## TEKS YANG DIBERIKAN

JAKARTA – Cakrawalaonline, Direktorat Tindak Pidana Narkoba (Dittipidnarkoba) Bareskrim Polri mengungkap sindikat peredaran gelap narkoba jaringan internasional Fredy Pratama. Pengungkapan ini dilakukan melalui kerja sama berbagai kementerian/lembaga, kepolisian daerah (polda) jajaran, serta melibatkan Kepolisian Malaysia dan Kepolisian Thailand. Menurut Kepala Bareskrim Polri Komjen Wahyu Widada, ini merupakan pengungkapan sindikat kasus narkoba terbesar se-Indonesia. "Setelah ditelusuri lebih lanjut, diketahui bahwa sindikat Fredy pratama ini adalah sindikat narkoba yang cukup besar, mungkin terbesar," kata Wahyu dalam paparannya di Lapangan Bhayangkara, Mabes Polri, Jakarta, Selasa (12/9/2023).
Wahyu menyampaikan, pengungkapan ini merupakan yang terbesar lantaran pada kurun waktu 2020-2023, ada 408 laporan kasus narkoba terkait jaringan Fredy Pratama. Meski sindikatnya sudah diungkap, Fredy masih buron.
Dari sekitar 408 laporan yang masuk pada periode 2020-2023, polisi menetapkan total 884 tersangka yang terafiliasi dengan sindikat narkoba Fredy Pratama. Wahyu menyampaikan, para tersangka yang telah ditangkap memiliki peran berbeda-beda sesuai dengan tugasnya masing-masing. Eks Asisten SDM Kapolri ini juga mencontohkan peran dari beberapa tersangka. Misalnya, inisial K alias R berperan sebagai pengendali operasional. Kemudian, MFN alias D berperan sebagai pengendali keuangan. AR sebagai Koordinator Dokumen Palsu. FA dan SA sebagai kurir uang cash di luar negeri.

[Butir data]
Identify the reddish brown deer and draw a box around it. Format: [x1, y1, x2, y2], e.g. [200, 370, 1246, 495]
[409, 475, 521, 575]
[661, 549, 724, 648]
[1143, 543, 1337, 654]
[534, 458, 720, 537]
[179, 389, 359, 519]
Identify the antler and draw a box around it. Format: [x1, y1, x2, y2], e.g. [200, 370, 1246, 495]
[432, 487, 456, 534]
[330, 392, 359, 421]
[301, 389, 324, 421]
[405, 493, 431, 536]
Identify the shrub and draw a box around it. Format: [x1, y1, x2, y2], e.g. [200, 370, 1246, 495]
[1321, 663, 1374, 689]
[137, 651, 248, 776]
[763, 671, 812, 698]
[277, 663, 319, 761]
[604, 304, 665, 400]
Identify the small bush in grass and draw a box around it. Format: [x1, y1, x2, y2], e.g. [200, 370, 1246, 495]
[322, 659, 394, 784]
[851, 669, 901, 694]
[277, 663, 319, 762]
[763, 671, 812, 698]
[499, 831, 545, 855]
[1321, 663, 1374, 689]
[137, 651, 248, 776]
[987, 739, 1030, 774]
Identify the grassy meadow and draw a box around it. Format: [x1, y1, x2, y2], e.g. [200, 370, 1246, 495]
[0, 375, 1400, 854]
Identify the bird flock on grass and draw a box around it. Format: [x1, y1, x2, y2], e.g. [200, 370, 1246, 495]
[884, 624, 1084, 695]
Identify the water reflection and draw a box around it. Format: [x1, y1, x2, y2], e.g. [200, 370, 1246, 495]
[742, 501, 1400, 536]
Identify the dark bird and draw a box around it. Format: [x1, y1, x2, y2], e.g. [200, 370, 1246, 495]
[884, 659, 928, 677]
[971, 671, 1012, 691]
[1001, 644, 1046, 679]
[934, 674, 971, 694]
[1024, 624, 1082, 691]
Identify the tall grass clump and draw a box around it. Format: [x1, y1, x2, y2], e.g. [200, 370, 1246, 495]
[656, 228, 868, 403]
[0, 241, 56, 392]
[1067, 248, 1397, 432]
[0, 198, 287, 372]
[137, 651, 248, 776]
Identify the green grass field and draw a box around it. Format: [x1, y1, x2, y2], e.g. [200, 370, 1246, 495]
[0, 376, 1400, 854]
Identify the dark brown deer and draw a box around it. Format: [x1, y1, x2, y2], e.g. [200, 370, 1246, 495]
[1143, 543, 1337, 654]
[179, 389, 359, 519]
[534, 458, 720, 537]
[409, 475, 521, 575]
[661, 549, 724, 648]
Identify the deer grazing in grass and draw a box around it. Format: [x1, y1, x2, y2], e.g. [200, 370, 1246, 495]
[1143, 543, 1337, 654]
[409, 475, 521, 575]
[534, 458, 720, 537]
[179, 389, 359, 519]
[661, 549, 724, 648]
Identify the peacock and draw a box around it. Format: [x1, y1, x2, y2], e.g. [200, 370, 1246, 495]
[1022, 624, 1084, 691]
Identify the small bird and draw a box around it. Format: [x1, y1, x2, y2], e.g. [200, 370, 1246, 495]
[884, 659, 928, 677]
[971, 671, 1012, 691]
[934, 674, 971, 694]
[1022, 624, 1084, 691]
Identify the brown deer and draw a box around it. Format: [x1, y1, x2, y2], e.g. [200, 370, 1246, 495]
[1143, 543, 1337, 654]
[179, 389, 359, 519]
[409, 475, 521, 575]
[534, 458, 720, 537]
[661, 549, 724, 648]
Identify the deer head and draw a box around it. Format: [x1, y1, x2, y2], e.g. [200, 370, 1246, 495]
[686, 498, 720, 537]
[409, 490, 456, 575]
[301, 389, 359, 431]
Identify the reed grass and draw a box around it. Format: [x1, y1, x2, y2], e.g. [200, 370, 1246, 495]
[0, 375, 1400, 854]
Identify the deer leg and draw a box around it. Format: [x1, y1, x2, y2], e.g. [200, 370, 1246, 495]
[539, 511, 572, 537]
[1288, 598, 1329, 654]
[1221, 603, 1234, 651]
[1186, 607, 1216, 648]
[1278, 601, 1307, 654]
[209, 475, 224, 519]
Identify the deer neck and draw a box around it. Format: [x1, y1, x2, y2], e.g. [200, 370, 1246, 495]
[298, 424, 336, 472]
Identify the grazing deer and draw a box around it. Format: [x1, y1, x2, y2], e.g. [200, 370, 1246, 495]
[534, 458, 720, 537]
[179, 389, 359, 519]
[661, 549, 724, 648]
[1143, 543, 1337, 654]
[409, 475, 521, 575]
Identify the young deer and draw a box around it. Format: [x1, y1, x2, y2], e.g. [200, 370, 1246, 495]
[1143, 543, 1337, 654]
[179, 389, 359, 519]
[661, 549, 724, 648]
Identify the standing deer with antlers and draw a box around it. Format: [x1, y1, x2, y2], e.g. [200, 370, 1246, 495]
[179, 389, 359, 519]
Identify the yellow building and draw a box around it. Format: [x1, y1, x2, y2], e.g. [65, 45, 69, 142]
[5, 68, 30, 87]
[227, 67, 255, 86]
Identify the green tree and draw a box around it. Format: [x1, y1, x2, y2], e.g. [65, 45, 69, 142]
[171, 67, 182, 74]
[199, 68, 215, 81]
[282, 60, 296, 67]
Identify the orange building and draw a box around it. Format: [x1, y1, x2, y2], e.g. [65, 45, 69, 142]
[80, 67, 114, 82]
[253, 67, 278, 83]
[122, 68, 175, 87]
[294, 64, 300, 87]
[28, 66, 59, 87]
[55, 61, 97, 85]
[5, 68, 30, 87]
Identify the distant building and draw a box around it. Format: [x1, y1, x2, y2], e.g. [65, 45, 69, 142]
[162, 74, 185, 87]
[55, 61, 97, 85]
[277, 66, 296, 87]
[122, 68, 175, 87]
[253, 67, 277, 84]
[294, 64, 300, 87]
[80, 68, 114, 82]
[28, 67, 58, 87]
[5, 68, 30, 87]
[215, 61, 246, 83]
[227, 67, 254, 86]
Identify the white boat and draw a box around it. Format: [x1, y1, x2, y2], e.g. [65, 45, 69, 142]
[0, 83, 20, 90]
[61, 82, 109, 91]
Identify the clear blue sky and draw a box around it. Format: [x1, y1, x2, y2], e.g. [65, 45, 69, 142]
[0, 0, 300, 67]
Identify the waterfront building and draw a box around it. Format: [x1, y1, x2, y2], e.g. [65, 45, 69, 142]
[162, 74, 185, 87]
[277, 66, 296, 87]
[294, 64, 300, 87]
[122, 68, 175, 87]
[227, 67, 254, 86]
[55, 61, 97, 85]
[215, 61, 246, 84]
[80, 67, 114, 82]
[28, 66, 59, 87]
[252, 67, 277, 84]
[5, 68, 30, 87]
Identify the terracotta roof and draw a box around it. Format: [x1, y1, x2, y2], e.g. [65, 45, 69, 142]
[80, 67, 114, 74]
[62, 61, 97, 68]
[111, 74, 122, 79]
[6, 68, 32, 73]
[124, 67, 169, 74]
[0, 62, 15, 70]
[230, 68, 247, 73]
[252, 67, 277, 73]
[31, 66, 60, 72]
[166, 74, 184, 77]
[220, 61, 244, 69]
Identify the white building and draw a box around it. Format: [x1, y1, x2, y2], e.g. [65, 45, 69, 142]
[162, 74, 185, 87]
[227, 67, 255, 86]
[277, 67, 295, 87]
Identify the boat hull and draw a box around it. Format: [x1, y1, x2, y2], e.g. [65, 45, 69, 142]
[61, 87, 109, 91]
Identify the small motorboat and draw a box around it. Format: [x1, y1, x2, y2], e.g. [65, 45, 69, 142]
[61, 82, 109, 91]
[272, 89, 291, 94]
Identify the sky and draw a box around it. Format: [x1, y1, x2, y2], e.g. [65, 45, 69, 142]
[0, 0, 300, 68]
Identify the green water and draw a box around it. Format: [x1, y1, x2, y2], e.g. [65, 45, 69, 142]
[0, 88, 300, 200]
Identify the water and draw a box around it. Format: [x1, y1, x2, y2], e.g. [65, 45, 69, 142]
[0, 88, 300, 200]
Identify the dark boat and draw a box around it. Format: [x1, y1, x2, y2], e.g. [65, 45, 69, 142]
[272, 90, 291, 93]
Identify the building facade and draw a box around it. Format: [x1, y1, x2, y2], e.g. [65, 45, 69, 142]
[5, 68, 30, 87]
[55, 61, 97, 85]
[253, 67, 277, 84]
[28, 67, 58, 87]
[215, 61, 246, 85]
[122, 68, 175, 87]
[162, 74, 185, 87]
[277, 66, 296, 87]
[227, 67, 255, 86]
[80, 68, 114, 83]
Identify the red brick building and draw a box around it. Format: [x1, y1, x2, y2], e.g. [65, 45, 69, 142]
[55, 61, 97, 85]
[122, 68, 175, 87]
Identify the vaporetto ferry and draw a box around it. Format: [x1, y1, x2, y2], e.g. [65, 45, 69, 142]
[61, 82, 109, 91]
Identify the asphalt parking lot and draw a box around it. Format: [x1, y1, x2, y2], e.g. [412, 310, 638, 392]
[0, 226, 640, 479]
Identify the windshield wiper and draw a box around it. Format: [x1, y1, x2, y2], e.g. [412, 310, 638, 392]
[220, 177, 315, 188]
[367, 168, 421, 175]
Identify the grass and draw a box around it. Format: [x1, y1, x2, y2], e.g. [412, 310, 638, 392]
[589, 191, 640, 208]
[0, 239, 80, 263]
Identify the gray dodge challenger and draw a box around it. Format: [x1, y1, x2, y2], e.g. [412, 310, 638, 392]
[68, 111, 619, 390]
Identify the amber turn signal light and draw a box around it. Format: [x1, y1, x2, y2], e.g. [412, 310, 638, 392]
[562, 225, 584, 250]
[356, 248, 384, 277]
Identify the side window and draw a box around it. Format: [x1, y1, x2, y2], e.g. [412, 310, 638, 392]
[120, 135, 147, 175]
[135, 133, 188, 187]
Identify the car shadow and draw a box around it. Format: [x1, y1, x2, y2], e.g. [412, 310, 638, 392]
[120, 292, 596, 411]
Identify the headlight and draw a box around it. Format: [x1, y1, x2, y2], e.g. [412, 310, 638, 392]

## TUGAS YANG DIBERIKAN 1
Salin tanpa perubahan bagian teks berita yang dibuka dengan kata-kata yang memuat "Wahyu menyampaikan, pengungkapan" dan ditutup dengan "Fredy masih buron.".
## TUGAS YANG DIBERIKAN 2
Menurut teks berita, berapa total tersangka terafiliasi dengan sindikat narkoba Fredy Pratama yang ditetapkan polisi pada periode 2020-2023?
Data tersebut tidak diperlukan untuk tugas ini.

## HASIL 1
Wahyu menyampaikan, pengungkapan ini merupakan yang terbesar lantaran pada kurun waktu 2020-2023, ada 408 laporan kasus narkoba terkait jaringan Fredy Pratama. Meski sindikatnya sudah diungkap, Fredy masih buron.

## HASIL 2
Polisi menetapkan total 884 tersangka.